## [PETIKAN TEKS]

################

Nias merupakan wilayah kepulauan yang letaknya berada di sebelah barat Pulau Sumatera. Secara administratif, Pulau Nias masuk ke dalam wilayah Provinsi Sumatera Utara.
Penduduk asli Nias menyebut diri mereka Ono Niha yang berarti anak manusia, sedangkan Pulau Nias disebut dengan Tano Niha yang berarti tanah manusia.
Masyarakat Nias terkenal dengan upacara tradisional yang mereka lakukan dalam kehidupan sehari-hari. Apa sajakah upacara-upacara itu? Simak penjelasan yang detikSumut rangkum dari buku yang berjudul Adat dan Budaya Suku Bangsa Nias Sumatera Utara.
6 Macam Upacara Tradisional Suku Nias
1. Upacara Kelahiran
Lahirnya seorang anak pada masyarakat Nias bagian Selatan disebut dengan istilah ono famatohu na'ötö yang berarti anak penyambung keturunan bila anaknya laki-laki. Sedangkan jika anak yang lahir perempuan, maka sebutannya adalah ono famachai mbambatö yang berarti anak pemerluas lingkaran kekeluargaan.
Terdapat peran yang sangat penting dari seorang imam atau dukun yang disebut dengan ere dalam proses kelahiran seorang anak. Selama masa kehamilan, ere membuat tiga patung yang disebut adu. Patung ini terdiri dari dua patung laki-laki dan satu patung perempuan.
Selama masa kehamilan, ibu dan ayah bayi harus mematuhi sebuah aturan yang disebut amonita. Amonita terdiri dari larangan menyembelih babi, membunuh ayam, ular, ikan, menjamah monyet, mendidihkan minyak, melewati kuburan, dan aturan lainnya.
Menurut kepercayaan masyarakat setempat, terdapat banyak roh jahat yang berkeliaran dan yang paling ditakuti di antaranya adalah maciana. Konon, maciana ini adalah perempuan yang mati ketika melahirkan. Oleh karena itu, roh jahat ini sering mengganggu ibu-ibu hamil dan hanya dapat diusir melalui mantera seorang ere.
Seorang ere akan memotong tali plasenta bayi yang lahir dengan pisau kulit bambu dan membungkusnya dengan kain tua lalu menanamnya di tanah belakang rumah. Tradisi ini memiliki makna agar si anak dapat mempunyai hubungan erat dengan kampung halamannya sendiri.
Selang satu atau dua hari setelah kelahiran bayi, diadakanlah sebuah jamuan kecil yang disebut dengan ma me ö zolohe yang berarti pesta wanita penolong. Disebut wanita penolong karena hanya wanitalah yang diundang pada jamuan itu. Jamuan ini bertujuan untuk menjamu para wanita yang sudah turut menolong sang ibu yang melahirkan.
Pada zaman dahulu jika ada seorang wanita yang tidak berhasil dalam melahirkan, maka akan dicela atau disebut dengan istilah sombuyu sumane yang berarti yang lemah. Jika dia mati saat melahirkan, maka dia tidak akan dikubur secara wajar.

################

## [TUGAS YANG DIMINTA]
**a.** Perbarui bagian teks tentang suku Nias mulai dari "Penduduk asli Nias" hingga "pemerluas lingkaran kekeluargaan.", dengan mengganti "Tano Niha" menjadi "Tanö Niha".
**b.** Jawablah pertanyaan berikut berdasarkan teks tentang suku Nias.
(i) Apa sebutan penduduk asli Nias untuk diri mereka sendiri?
(ii) Berapa jumlah patung adu yang dibuat ere selama masa kehamilan?
(iii) Apa nama jamuan kecil yang diadakan satu atau dua hari setelah kelahiran bayi?
**c.** Tentukan apakah setiap pernyataan berikut sesuai dengan teks tentang suku Nias, lalu kutip kata-kata dalam teks yang menjadi dasar keputusan.
(i) Pulau Nias termasuk wilayah Provinsi Sumatera Barat.
(ii) Tali plasenta bayi ditanam di tanah belakang rumah.
(iii) Jamuan ma me ö zolohe dihadiri oleh tamu laki-laki dan perempuan.
Materi berikut berdiri sendiri dan tidak berkaitan dengan teks di atas.

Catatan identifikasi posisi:
################

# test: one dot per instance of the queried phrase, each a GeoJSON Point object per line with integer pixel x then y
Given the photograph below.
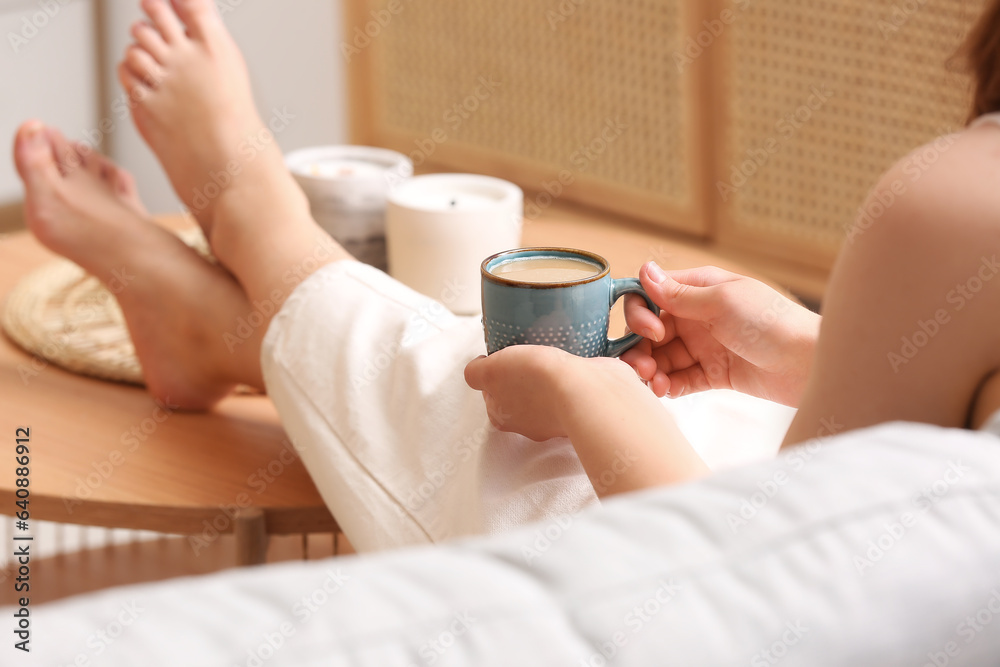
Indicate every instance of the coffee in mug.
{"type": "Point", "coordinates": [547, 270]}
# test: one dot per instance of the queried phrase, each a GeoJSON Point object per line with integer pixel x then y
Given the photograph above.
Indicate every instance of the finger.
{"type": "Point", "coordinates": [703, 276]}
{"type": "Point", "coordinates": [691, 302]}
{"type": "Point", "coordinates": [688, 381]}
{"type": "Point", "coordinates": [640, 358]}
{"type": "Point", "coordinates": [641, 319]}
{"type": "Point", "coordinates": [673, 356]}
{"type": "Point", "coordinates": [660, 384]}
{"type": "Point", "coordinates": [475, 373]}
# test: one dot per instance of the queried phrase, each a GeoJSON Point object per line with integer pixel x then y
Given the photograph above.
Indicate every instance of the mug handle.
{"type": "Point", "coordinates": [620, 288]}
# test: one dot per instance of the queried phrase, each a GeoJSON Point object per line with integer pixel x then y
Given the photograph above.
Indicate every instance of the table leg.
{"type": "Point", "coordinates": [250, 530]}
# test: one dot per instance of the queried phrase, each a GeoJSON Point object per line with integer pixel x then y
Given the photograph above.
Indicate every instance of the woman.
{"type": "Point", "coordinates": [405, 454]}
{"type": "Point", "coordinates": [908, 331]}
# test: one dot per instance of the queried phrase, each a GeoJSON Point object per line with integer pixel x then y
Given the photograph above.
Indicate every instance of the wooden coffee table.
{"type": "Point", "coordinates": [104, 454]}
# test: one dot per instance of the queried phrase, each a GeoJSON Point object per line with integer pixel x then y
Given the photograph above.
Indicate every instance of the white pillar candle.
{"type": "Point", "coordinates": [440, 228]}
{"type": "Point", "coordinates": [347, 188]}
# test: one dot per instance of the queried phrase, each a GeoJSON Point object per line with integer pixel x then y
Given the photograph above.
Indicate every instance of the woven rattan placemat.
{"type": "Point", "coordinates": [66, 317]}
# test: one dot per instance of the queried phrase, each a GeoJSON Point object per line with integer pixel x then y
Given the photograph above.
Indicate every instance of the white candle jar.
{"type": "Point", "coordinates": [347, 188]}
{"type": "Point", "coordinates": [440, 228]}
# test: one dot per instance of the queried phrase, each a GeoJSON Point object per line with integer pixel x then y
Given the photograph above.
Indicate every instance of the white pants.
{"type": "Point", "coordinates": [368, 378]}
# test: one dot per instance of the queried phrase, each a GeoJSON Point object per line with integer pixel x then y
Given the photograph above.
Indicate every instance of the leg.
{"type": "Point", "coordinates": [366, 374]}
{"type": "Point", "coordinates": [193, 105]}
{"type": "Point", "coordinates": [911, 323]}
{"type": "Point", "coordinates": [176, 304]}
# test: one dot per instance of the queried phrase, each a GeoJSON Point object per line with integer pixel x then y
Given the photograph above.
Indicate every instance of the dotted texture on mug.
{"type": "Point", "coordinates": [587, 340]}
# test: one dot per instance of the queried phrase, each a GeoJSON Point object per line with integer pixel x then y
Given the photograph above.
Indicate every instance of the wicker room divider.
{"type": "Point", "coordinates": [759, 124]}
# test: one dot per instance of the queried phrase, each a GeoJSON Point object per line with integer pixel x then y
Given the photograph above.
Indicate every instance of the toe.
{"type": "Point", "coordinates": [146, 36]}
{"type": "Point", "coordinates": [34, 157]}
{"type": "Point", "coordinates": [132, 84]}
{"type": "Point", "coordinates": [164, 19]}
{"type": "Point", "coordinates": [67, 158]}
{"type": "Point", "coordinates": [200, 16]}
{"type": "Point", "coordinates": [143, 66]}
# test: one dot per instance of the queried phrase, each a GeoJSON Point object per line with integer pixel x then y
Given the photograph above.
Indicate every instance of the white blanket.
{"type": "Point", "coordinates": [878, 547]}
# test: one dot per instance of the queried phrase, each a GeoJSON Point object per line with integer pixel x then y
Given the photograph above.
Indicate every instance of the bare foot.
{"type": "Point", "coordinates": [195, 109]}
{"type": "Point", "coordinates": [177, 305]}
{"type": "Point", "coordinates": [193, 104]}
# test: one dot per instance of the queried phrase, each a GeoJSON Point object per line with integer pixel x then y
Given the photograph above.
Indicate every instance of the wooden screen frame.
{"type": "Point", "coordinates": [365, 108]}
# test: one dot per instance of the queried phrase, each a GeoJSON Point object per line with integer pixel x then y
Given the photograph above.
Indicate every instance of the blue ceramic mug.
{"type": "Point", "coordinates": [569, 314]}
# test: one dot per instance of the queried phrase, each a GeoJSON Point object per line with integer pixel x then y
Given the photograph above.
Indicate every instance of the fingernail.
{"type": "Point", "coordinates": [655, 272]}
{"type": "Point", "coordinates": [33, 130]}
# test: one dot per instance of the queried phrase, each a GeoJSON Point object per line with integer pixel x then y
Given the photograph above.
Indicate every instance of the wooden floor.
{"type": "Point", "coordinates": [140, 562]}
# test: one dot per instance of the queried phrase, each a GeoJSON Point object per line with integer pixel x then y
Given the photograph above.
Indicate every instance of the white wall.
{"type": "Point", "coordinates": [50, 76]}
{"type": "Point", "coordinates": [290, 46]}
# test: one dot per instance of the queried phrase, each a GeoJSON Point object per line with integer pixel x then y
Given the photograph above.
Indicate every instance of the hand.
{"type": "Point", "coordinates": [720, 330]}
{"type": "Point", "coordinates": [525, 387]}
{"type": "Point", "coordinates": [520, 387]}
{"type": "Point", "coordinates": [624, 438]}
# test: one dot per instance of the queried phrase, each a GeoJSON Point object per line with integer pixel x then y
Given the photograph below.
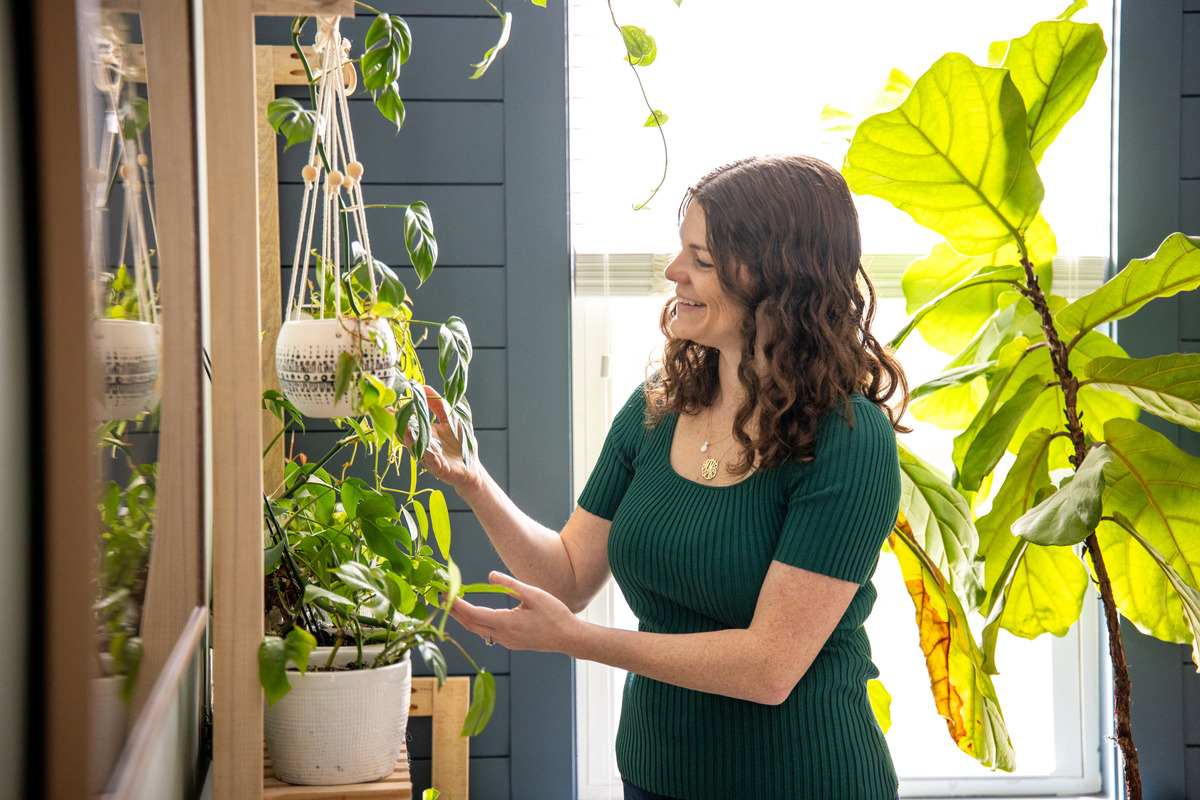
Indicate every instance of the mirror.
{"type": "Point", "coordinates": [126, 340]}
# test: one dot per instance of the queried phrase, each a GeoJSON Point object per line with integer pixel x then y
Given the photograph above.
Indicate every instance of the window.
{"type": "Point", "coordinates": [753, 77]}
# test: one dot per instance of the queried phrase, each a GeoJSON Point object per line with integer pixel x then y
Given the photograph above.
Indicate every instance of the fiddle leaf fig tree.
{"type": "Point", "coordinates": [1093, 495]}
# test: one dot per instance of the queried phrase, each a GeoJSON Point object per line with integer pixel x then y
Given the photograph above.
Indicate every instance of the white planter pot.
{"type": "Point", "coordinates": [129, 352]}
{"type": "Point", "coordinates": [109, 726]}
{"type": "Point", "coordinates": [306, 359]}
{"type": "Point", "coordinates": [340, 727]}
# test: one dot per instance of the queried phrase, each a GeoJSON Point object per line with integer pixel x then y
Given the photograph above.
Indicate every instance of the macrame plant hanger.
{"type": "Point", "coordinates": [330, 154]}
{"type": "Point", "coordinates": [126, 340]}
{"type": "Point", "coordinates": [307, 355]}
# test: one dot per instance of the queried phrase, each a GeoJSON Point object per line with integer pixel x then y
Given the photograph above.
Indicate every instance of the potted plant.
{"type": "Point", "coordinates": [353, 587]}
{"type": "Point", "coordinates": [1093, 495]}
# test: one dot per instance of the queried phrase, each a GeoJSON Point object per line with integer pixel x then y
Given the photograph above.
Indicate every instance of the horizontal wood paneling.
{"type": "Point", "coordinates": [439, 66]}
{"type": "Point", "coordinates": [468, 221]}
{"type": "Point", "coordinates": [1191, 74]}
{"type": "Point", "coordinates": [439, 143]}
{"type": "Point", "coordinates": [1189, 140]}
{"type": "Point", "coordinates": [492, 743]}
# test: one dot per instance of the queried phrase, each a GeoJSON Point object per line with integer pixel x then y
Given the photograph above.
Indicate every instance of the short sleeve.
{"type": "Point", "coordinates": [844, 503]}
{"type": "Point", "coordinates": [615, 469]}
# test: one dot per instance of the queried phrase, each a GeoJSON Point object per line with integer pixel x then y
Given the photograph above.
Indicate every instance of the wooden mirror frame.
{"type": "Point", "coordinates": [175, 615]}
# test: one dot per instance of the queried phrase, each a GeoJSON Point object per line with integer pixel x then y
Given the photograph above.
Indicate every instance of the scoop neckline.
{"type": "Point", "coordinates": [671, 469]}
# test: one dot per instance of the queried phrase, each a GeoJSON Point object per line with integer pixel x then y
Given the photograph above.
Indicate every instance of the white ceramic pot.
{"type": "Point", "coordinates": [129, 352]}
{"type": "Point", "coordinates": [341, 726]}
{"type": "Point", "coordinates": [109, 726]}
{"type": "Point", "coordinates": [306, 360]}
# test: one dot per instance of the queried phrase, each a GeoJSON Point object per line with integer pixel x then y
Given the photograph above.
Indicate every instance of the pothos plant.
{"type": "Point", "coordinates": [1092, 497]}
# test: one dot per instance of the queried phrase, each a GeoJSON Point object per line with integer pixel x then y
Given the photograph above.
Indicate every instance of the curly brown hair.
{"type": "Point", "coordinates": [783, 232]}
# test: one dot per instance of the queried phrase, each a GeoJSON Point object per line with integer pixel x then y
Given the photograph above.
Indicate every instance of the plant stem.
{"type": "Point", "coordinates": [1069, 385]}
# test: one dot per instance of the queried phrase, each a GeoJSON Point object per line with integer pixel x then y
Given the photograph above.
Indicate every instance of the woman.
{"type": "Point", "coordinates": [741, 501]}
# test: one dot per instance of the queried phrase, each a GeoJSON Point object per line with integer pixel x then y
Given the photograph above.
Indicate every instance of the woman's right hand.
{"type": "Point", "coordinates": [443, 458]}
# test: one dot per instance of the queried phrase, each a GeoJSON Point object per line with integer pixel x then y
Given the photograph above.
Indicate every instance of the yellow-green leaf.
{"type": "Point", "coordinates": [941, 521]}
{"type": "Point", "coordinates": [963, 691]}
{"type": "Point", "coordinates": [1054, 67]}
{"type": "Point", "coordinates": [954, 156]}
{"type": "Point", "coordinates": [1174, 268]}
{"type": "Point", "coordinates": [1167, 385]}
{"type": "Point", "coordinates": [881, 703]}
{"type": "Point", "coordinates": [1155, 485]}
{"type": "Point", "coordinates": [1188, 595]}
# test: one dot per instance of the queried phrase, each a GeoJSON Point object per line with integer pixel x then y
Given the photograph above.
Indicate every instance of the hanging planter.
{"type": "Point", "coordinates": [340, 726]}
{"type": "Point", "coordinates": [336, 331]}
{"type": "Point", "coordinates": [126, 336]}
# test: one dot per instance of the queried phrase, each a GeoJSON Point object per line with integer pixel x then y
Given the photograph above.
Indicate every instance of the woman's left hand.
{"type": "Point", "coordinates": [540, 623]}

################

## [KUNCI JAWABAN]
**a.**
Penduduk asli Nias menyebut diri mereka Ono Niha yang berarti anak manusia, sedangkan Pulau Nias disebut dengan Tanö Niha yang berarti tanah manusia.
Masyarakat Nias terkenal dengan upacara tradisional yang mereka lakukan dalam kehidupan sehari-hari. Apa sajakah upacara-upacara itu? Simak penjelasan yang detikSumut rangkum dari buku yang berjudul Adat dan Budaya Suku Bangsa Nias Sumatera Utara.
6 Macam Upacara Tradisional Suku Nias
1. Upacara Kelahiran
Lahirnya seorang anak pada masyarakat Nias bagian Selatan disebut dengan istilah ono famatohu na'ötö yang berarti anak penyambung keturunan bila anaknya laki-laki. Sedangkan jika anak yang lahir perempuan, maka sebutannya adalah ono famachai mbambatö yang berarti anak pemerluas lingkaran kekeluargaan.

**b.**
(i) Ono Niha, yang berarti anak manusia.
(ii) Tiga patung, terdiri dari dua patung laki-laki dan satu patung perempuan.
(iii) Ma me ö zolohe, yang berarti pesta wanita penolong.

**c.**
(i) Tidak: "Pulau Nias masuk ke dalam wilayah Provinsi Sumatera Utara."
(ii) Ya: "membungkusnya dengan kain tua lalu menanamnya di tanah belakang rumah."
(iii) Tidak: "hanya wanitalah yang diundang pada jamuan itu."